▶ [Records from a data collection]
··········
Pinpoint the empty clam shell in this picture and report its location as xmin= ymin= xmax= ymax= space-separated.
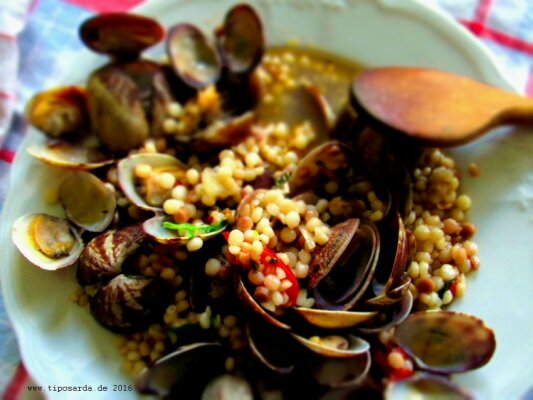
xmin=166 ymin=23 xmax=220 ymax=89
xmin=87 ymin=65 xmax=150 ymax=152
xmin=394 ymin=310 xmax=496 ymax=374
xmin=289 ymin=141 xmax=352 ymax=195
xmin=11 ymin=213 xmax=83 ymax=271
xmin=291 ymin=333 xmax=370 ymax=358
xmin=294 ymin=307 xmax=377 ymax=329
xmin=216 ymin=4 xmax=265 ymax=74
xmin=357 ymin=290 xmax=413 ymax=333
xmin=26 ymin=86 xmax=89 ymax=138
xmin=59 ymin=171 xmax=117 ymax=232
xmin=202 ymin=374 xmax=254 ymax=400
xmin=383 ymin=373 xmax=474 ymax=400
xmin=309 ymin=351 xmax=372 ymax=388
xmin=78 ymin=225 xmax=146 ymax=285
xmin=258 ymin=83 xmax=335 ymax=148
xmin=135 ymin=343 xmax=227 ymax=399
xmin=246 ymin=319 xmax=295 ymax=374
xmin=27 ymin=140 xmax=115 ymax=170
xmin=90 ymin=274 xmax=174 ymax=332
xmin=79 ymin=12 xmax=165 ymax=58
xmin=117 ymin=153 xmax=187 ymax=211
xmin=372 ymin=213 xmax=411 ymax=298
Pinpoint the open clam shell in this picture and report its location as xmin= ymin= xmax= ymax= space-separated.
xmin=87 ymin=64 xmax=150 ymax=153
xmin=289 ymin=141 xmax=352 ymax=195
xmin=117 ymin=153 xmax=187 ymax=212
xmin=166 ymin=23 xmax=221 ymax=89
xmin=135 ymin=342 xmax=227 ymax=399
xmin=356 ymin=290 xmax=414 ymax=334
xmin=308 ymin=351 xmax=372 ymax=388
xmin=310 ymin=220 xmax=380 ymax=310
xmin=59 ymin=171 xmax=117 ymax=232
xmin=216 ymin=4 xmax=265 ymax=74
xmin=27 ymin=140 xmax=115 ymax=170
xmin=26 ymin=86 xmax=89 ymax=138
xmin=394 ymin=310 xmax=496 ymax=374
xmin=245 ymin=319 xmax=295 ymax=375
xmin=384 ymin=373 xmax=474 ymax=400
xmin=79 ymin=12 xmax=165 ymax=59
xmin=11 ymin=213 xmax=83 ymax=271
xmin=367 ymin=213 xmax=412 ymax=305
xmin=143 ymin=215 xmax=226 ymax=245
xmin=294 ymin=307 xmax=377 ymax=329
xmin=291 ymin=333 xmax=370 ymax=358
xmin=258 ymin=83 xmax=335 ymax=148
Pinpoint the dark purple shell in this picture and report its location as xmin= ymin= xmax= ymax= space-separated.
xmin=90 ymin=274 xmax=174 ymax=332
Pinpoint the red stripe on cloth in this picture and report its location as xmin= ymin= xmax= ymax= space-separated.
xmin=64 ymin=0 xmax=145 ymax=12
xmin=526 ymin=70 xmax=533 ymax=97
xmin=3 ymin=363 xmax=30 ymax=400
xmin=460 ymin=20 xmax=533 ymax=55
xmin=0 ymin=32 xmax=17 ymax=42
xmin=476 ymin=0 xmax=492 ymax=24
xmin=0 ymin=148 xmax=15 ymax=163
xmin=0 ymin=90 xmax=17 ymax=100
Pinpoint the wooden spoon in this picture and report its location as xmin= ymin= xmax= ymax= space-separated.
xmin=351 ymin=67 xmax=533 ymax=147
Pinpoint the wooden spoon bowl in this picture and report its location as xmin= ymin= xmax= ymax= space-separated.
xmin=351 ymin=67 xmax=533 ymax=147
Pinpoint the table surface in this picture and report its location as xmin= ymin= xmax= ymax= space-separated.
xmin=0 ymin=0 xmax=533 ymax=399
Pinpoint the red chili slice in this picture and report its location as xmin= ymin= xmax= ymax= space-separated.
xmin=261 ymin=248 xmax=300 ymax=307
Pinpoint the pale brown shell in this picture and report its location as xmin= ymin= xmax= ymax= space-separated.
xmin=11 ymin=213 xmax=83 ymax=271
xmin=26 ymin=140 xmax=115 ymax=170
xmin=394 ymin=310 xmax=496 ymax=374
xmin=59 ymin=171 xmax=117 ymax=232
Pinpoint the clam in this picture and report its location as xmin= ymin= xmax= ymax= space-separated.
··········
▶ [OBJECTIVE]
Reproduce the entries word for word, starting at the very first line and going on through the line that contains "xmin=372 ymin=213 xmax=411 ymax=298", with both ends included. Leave the pictures out of your answer.

▶ [SOLUTION FOR THIS TASK]
Pinpoint the empty clam shell in this picture and report its location as xmin= ymin= xmax= ymax= space-separated.
xmin=166 ymin=23 xmax=220 ymax=89
xmin=87 ymin=65 xmax=150 ymax=152
xmin=394 ymin=310 xmax=496 ymax=374
xmin=289 ymin=141 xmax=352 ymax=195
xmin=11 ymin=213 xmax=83 ymax=271
xmin=291 ymin=333 xmax=370 ymax=358
xmin=294 ymin=307 xmax=377 ymax=329
xmin=216 ymin=4 xmax=265 ymax=74
xmin=357 ymin=290 xmax=413 ymax=333
xmin=26 ymin=86 xmax=89 ymax=138
xmin=59 ymin=171 xmax=117 ymax=232
xmin=202 ymin=374 xmax=254 ymax=400
xmin=383 ymin=373 xmax=474 ymax=400
xmin=309 ymin=351 xmax=372 ymax=388
xmin=78 ymin=225 xmax=146 ymax=285
xmin=258 ymin=83 xmax=335 ymax=148
xmin=135 ymin=343 xmax=227 ymax=399
xmin=246 ymin=319 xmax=295 ymax=374
xmin=27 ymin=140 xmax=115 ymax=170
xmin=90 ymin=274 xmax=174 ymax=332
xmin=79 ymin=12 xmax=165 ymax=58
xmin=117 ymin=153 xmax=187 ymax=211
xmin=372 ymin=213 xmax=411 ymax=298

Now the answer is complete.